___ SUPPLIED PASSAGE

Let me explain more about the background, API design, and related details.

Usecase

One Example of the use case I’m considering involves a model that uses Temporal Modeling.

Temporal models store historical data, so multiple records can represent the lifecycle of a single "resource." For example, using a bitemporal model might look like this:

CREATE TABLE employee_department_bitemporal (
    id               SERIAL PRIMARY KEY,       -- Surrogate Key
    bitemporal_id    INT NOT NULL,             -- Identifier for the logical employee
    valid_from       DATE NOT NULL,
    valid_to         DATE NOT NULL,
    transaction_from TIMESTAMP NOT NULL,
    transaction_to   TIMESTAMP NOT NULL,
    UNIQUE (bitemporal_id, valid_from, transaction_from)  
);

In this case, id is unique across each version of the record, while bitemporal_id uniquely identifies the logical employee.

Now, let’s say that we want to add a hierarchical association to this model. In some cases, it makes more sense for the ancestry column to store values like bitemporal_id/bitemporal_id/... instead of id/id/..., so that the hierarchy is consistent across the logical employees, not the history records.

would your need be met if we had ancestry with was id/id, but also had identifier_ancestry which had identifier/identifier?

In the use case above, the coexistence strategy (having both id/id and identifier/identifier) might work, but I wonder if storing the unused id/id hierarchy leads to unnecessary code and data overhead.
Perhaps I am not fully appreciating the intention behind this strategy...

public API such as `parent_id`

I understand that technically parent_id refers to the value in the parent's ancestry_identifier_column, which may differ from a simple primary key. In the context of the ancestry column, I think this is acceptable as an identifier, so it’s fine to keep familiar terms like parent_id and root_id in the public API.

readability

Based on your #698 (comment), I introduced the method ancestry_identifier_value, which returns read_attribute(ancestry_identifier_column).

By using this method, I think we can avoid repeatedly writing read_attribute or send whenever I need to fetch the value.

kbrock · 2025-05-22T20:11:17Z

Ok, cool concept.

So basically the id field is not your primary key, but rather the bitemporal_id field.
And it is not unique, but rather only unique when giving a date in a valid_from..valid_to range and probably assuming that transaction_to is null.

TANGENT: I'd check if creating your indexes with WHERE transaction_to IS NULL give you a good boost. This index would not be usable when you return records with an actual transaction date in the past, but that feels like an edge case.

So if you used :id as the ancestry key, then the tree would not be valid across a valid date boundary. Think this is a worse case than when I was suggesting this before.

But also, just saying parent_id is not good enough, as you would need to specify the valid date (assuming that transaction date was null). But you would definitely want parent_id to be of the bitemoral_id type.

If you are recording a hierarchy in a point in time, then you want ancestry to be recorded at a point in time. Which seems to work, and would probably work better than closure trees. (not taking off the table, but seems to be easier to version using the ancestry path style)

When you move a node in a tree, you need to update a bunch of records. But in your case, you don't really want to modify any records (other than updating the transaction_to and possibly the valid_to dates). You'll need to ensure that updates in the callback do the necessary modification. Tricky edge case. Hopefully the update strategy system would work for you.

TANGENT: I'd like to moving towards sql transactions rather than updating the records in ruby and sending those across N+1 style. But time has been limited so that may never occur. But I think it may affect you.

______
___ RECORDS SUPPLIED

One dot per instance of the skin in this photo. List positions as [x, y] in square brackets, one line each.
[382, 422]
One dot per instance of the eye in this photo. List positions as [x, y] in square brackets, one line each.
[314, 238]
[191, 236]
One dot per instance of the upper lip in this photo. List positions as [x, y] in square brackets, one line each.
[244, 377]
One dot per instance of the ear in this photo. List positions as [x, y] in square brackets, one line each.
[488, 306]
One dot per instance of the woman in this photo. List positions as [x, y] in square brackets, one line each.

______
___ RECORDS SUPPLIED

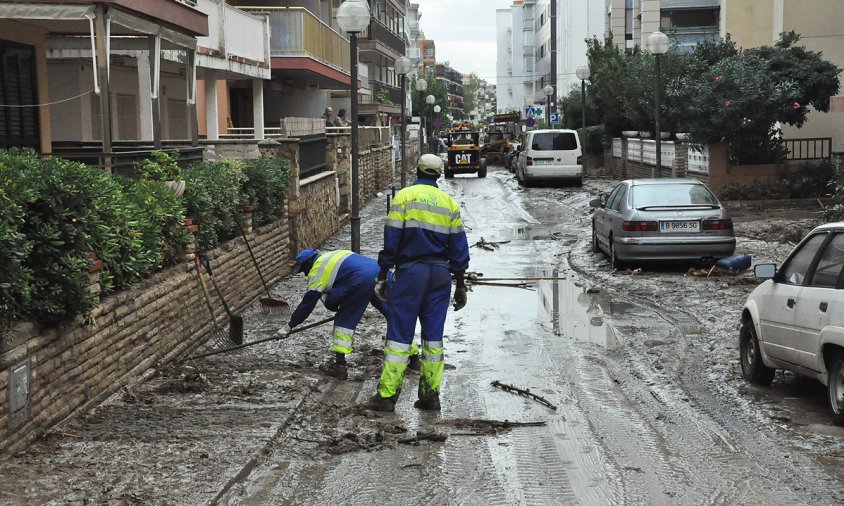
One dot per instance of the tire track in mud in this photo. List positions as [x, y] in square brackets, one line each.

______
___ RECORDS SUPPLIED

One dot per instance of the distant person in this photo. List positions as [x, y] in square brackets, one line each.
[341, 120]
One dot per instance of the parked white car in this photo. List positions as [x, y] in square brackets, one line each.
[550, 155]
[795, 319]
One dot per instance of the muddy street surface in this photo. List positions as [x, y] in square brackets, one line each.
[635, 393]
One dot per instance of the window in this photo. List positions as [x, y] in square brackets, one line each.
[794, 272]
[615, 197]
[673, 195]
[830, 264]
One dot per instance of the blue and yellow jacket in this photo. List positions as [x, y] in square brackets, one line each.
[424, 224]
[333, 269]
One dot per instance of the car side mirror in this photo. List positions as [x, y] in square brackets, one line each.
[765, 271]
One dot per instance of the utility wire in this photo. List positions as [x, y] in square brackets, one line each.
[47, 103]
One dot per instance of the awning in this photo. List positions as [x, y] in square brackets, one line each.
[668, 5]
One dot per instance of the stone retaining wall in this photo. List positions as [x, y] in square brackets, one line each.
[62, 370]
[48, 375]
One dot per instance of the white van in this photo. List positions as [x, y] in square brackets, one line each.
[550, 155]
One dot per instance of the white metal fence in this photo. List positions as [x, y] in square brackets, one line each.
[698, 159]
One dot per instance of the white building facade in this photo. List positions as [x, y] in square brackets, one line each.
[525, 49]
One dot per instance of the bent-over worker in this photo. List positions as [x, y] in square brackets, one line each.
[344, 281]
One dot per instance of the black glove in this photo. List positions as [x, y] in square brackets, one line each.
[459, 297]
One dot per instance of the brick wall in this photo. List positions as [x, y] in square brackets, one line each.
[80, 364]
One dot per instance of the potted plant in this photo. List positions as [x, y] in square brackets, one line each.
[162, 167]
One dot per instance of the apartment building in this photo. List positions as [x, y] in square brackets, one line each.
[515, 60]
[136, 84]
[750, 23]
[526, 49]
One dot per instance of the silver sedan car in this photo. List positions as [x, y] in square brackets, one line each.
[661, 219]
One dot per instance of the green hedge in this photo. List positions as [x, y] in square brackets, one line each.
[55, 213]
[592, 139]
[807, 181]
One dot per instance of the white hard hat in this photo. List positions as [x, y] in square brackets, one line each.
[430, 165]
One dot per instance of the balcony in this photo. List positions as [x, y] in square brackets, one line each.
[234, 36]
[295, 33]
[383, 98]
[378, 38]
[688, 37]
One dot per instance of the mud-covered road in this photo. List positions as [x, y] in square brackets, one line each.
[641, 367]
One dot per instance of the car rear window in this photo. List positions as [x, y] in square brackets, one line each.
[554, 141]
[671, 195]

______

# WRITTEN REQUEST
Carry on the discussion of hierarchies in the bitemporal model from its last paragraph.

# RESPONSE BELOW
TANGENT: Are you writing UPDATE triggers in the database to allow UPDATE statements but have those actually get converted to INSERT statements? May cause chaos for rails, or may make it more elegant.

TANGENT: Wondering if thread local variables ref for transaction_time (default to null) and a default valid_time would work. Then you could keep using the database as is with a default scope pulling the values out of the threaded variables. Not sure if you could go so far as to set the primary key to bitemoral_id, but maybe?

All the find operations need to change. so every scope and update in a callback would be wrong. This is a big change.

I agree that you don't want id/id because those are only valid at a single point in time, and in the future, when you update the path, they may be invalid since the ids may span transaction_time scopes.

TANGENT: look into how the multi tenant solutions solve this scoping issue since the behavior may be similar to what you want. I notice that multi-tenant gem uses the active support wrapper over thread local while acts_as_tenant uses Thread.current.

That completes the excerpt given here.